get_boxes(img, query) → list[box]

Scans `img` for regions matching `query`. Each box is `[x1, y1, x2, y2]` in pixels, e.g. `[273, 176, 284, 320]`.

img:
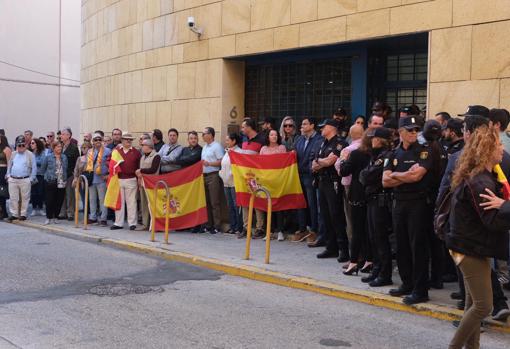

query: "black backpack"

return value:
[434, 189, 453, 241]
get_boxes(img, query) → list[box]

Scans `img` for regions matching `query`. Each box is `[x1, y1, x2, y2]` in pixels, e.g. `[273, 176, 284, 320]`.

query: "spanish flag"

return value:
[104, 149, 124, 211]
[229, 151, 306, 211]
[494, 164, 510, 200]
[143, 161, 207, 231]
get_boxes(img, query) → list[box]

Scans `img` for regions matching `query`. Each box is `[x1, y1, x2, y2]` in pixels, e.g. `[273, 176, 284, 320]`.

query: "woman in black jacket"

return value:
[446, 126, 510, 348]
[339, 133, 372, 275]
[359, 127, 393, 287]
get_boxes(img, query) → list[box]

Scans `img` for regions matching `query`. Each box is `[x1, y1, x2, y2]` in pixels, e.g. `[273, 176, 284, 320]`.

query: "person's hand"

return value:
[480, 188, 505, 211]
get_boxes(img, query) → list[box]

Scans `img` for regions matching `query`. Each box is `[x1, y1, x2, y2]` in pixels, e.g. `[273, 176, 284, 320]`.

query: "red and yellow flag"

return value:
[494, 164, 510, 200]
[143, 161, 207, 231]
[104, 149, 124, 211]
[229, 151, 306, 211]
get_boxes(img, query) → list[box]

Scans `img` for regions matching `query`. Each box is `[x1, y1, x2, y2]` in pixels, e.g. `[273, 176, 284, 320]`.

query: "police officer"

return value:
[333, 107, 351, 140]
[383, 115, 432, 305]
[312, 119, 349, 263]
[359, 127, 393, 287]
+ + + + +
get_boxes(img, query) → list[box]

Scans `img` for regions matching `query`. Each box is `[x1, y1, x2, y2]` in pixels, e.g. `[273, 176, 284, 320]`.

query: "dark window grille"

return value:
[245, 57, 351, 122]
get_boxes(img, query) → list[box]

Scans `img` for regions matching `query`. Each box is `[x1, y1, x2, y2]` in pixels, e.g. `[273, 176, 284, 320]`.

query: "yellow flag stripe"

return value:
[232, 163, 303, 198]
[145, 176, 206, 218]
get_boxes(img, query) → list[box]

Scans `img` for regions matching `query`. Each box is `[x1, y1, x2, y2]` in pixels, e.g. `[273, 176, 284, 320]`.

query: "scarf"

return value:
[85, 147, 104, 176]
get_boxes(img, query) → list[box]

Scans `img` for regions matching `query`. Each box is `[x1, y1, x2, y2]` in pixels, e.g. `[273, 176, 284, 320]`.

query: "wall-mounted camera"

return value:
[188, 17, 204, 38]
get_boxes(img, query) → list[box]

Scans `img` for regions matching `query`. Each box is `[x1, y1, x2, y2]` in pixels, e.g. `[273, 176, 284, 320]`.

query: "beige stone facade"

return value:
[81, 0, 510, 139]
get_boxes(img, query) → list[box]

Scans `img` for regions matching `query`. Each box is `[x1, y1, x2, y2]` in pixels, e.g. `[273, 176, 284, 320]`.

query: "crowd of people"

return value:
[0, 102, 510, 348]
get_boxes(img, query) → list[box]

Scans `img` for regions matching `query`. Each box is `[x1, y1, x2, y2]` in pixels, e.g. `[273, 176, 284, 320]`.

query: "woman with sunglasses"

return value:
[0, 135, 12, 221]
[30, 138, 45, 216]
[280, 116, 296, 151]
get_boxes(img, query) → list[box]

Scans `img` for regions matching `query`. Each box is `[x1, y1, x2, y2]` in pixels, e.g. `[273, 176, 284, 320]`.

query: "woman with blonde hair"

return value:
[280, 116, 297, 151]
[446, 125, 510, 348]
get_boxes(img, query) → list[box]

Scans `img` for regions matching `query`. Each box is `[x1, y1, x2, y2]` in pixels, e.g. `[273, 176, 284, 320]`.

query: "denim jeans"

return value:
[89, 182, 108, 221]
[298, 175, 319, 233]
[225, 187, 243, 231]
+ + + + +
▶ _Goal of the exercise_: Display each line from the records above that contains the word "black".

▶ _Exercise answer_:
query: "black backpack"
query: "woman in black jacket"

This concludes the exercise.